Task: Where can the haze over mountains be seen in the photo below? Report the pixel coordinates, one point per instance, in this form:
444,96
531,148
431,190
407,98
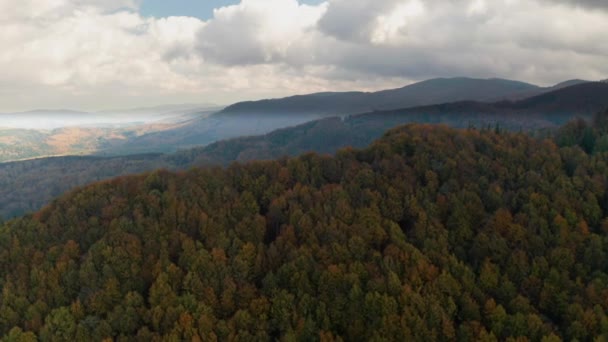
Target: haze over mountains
26,186
260,117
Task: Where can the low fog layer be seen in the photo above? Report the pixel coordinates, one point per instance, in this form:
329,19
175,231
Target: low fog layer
53,119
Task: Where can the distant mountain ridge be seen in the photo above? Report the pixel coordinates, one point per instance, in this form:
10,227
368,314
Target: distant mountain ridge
439,90
26,186
434,91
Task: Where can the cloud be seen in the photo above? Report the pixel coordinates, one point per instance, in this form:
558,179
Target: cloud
103,53
257,31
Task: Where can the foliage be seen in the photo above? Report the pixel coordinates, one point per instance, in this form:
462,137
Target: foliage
429,234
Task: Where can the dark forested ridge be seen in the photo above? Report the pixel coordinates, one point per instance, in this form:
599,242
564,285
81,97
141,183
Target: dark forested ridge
440,90
26,186
431,233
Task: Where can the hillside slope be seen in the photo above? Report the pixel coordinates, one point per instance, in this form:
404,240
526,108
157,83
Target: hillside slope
262,117
27,186
430,234
440,90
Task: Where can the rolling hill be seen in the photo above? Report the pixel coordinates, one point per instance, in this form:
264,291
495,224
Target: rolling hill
431,233
27,186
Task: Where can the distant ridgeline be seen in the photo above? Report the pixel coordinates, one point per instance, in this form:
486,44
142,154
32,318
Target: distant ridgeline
29,185
431,233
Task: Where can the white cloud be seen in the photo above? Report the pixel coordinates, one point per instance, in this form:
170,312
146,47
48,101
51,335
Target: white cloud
103,53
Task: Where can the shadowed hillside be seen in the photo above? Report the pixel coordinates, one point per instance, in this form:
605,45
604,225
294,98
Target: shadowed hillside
430,234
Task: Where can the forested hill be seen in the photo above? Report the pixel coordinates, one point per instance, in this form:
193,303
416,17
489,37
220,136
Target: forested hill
440,90
431,233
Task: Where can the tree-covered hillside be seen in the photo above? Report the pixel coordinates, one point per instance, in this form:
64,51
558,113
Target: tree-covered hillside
431,233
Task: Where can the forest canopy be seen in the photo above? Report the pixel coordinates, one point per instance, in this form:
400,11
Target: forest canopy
431,233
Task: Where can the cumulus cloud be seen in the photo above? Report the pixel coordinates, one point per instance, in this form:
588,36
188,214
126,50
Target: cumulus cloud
103,53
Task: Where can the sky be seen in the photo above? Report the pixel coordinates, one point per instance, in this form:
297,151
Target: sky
105,54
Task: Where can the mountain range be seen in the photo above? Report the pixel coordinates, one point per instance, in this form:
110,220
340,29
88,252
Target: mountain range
27,186
261,117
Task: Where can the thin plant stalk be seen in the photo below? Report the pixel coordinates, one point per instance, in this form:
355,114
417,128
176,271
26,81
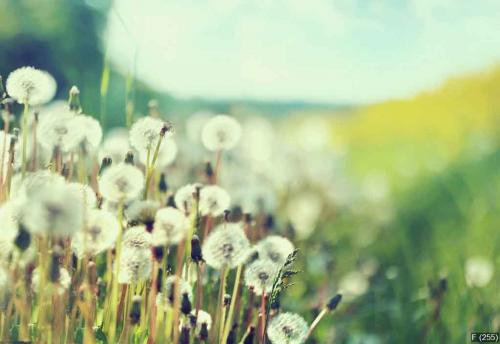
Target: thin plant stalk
234,297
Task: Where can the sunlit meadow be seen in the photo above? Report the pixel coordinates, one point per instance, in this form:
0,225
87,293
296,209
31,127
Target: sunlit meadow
148,193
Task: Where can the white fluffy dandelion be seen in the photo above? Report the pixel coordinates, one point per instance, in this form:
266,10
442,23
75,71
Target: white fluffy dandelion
203,318
478,271
213,200
184,197
135,265
61,130
221,132
91,131
145,132
142,211
100,233
31,85
121,182
275,248
63,283
226,246
137,237
170,226
260,275
287,328
54,210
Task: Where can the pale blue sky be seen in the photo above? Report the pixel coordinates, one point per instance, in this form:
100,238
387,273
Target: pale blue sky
328,51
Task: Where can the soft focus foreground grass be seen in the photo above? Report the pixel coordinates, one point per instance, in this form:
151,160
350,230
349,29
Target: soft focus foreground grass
437,156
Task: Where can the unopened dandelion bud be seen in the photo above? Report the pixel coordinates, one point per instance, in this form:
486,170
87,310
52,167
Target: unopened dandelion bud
227,300
184,337
204,331
135,310
2,89
231,338
249,335
92,273
129,158
196,253
170,201
159,280
162,185
334,302
105,163
443,284
247,218
158,253
185,304
209,171
74,100
23,238
55,269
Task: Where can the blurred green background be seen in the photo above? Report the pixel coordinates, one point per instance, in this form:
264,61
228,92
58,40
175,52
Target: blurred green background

■ **STATED EXERCISE**
Put every line of the records above into a numbered list, skipping blank lines and leaving out the pictures.

■ **RESULT OF THE TASK**
1. Task: Where can the haze over mountains be seen in the photo below? Report the pixel coordinates, one point per instance, in this form:
2. 444,96
3. 531,148
4. 431,190
5. 407,98
6. Target: haze over mountains
7. 26,186
8. 260,117
9. Task: Where can the low fog layer be seen in the photo above? Report the pixel coordinates, one point per instance, in this form:
10. 329,19
11. 175,231
12. Target: low fog layer
13. 53,119
14. Task: Where can the distant mountain ridge be seen in the photo above? Report the pixel coordinates, one point per instance, in this form:
15. 10,227
16. 368,314
17. Target: distant mountain ridge
18. 439,90
19. 26,186
20. 434,91
21. Task: Where can the cloud be seen in the photo above? Report the pixel coordinates, one point per instance, in this form:
22. 558,179
23. Target: cloud
24. 103,53
25. 257,31
26. Task: Where can the foliage be seen in the photo above? Report the pixel coordinates, one point per instance, in this form:
27. 462,137
28. Target: foliage
29. 429,234
30. Task: Where can the dark forested ridge be seen in the photo above? Report the pixel coordinates, one point per instance, in this form:
31. 599,242
32. 564,285
33. 81,97
34. 141,183
35. Target: dark forested ridge
36. 440,90
37. 26,186
38. 431,233
39. Task: Where can the hillside slope be seen in the photo above? Report the pixel coordinates, one point per instance, in this form:
40. 404,240
41. 526,108
42. 157,83
43. Target: hillside slope
44. 262,117
45. 27,186
46. 430,234
47. 440,90
48. Task: Where can the rolling hill be seen in the photo above? Report the pixel coordinates, one point per instance, in this form:
49. 264,291
50. 495,224
51. Target: rolling hill
52. 431,233
53. 27,186
54. Task: Where can the distant ridgeline be seen in the photo above? Report the pixel coordinates, one point per instance, in this form:
55. 486,44
56. 142,154
57. 32,318
58. Target: distant ridgeline
59. 29,185
60. 431,233
61. Task: Where can the white cloud be seen in the photo above? Report the pixel coordinates, one point per instance, in this form:
62. 170,312
63. 146,47
64. 48,101
65. 51,335
66. Target: white cloud
67. 103,53
68. Task: Where can the shadowed hillside be seen in the photo above? Report the pixel coordinates, one point per instance, in this form:
69. 605,45
70. 604,225
71. 294,98
72. Target: shadowed hillside
73. 430,234
74. Task: Where can the forested hill be seen in the photo above? Report the pixel coordinates, one point per instance, in this form:
75. 193,303
76. 416,17
77. 489,37
78. 220,136
79. Target: forested hill
80. 440,90
81. 431,233
82. Task: Where can the tree-covered hillside be seen in the photo above? Report the pixel coordinates, one point per instance, in this form:
83. 64,51
84. 558,113
85. Target: tree-covered hillside
86. 431,233
87. Task: Where can the forest canopy be seen in the photo above? Report the pixel coordinates, one point per instance, in this form:
88. 400,11
89. Target: forest canopy
90. 431,233
91. Task: Where can the cumulus cloud be seen in the photo above? Report the pixel coordinates, one point per instance, in this form:
92. 588,36
93. 188,214
94. 126,50
95. Target: cumulus cloud
96. 103,53
97. Task: Where can the sky be seen in the photo above? Report the pixel coordinates, one point per instance, in this form:
98. 297,151
99. Target: sky
100. 105,54
101. Task: Where can the mountain range be seen in the photo above? Report the pixel coordinates, one point per instance, in this form:
102. 110,220
103. 340,29
104. 88,252
105. Target: mountain range
106. 27,186
107. 261,117
108. Task: Where can the thin plant stalk be seen in the photo below? Report the pixel coordinates, one point per instance, in this form:
109. 355,114
110. 417,128
111. 176,271
112. 26,81
113. Target: thin plant stalk
114. 234,297
115. Task: Where can the sunlit meadow be seen in the photo above? Report the pixel coordinates, one point per instance, in this form:
116. 0,225
117. 87,293
118. 296,209
119. 31,127
120. Target: sunlit meadow
121. 148,193
122. Task: Where can the white fluffy dandelion be seen in the photo above? Report the pixel coordinates, one point per instance, in this form:
123. 266,10
124. 442,23
125. 75,71
126. Target: white fluffy dandelion
127. 203,318
128. 478,271
129. 213,200
130. 184,197
131. 135,265
132. 61,130
133. 221,132
134. 91,131
135. 145,132
136. 142,211
137. 100,233
138. 31,85
139. 121,182
140. 275,248
141. 63,283
142. 226,246
143. 137,237
144. 170,226
145. 260,275
146. 287,328
147. 54,210
148. Task: Where can the pale blue sky be seen in the photo above? Report the pixel coordinates, one point per instance, in this form:
149. 100,238
150. 387,273
151. Target: pale blue sky
152. 328,51
153. Task: Where can the soft focus foreground grass be seen in the photo above? Report the pixel coordinates, one point per instance, in this form:
154. 151,160
155. 350,230
156. 349,29
157. Target: soft focus foreground grass
158. 437,156
159. Task: Where can the unopened dandelion bud be seen in the photo above? Report the pixel coordinates, one point per instance, in this form:
160. 486,170
161. 87,310
162. 52,167
163. Target: unopened dandelion bud
164. 227,300
165. 184,337
166. 204,331
167. 135,310
168. 2,89
169. 231,338
170. 249,335
171. 92,273
172. 129,158
173. 196,253
174. 170,201
175. 159,280
176. 162,185
177. 334,302
178. 105,163
179. 443,284
180. 247,218
181. 158,253
182. 185,304
183. 209,171
184. 74,100
185. 23,238
186. 55,269
187. Task: Where can the blurred green background be seen in the photo above? Report the pixel coordinates, one point per instance, in this form:
188. 264,61
189. 228,92
190. 58,40
191. 175,52
192. Target: blurred green background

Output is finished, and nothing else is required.